Problem statement => Nothing but the lines from the one containing "of the seated" through the last line of the entries should appear in the output, each verbatim.

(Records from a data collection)
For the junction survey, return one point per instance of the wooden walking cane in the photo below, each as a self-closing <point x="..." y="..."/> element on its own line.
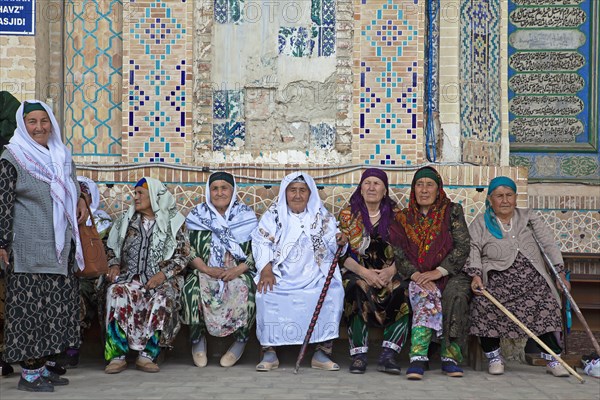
<point x="529" y="333"/>
<point x="566" y="292"/>
<point x="313" y="321"/>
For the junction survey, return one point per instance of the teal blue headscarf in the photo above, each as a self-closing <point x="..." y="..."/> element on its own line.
<point x="490" y="218"/>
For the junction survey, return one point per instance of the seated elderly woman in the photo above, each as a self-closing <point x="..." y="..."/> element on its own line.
<point x="433" y="245"/>
<point x="374" y="291"/>
<point x="148" y="248"/>
<point x="293" y="247"/>
<point x="218" y="296"/>
<point x="507" y="262"/>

Final answer =>
For the junction survey, return one point per instance of the seated elderly woman in the photo above, each as a self-closing <point x="..." y="..."/> element on its own line.
<point x="433" y="245"/>
<point x="374" y="291"/>
<point x="148" y="248"/>
<point x="293" y="247"/>
<point x="218" y="296"/>
<point x="507" y="262"/>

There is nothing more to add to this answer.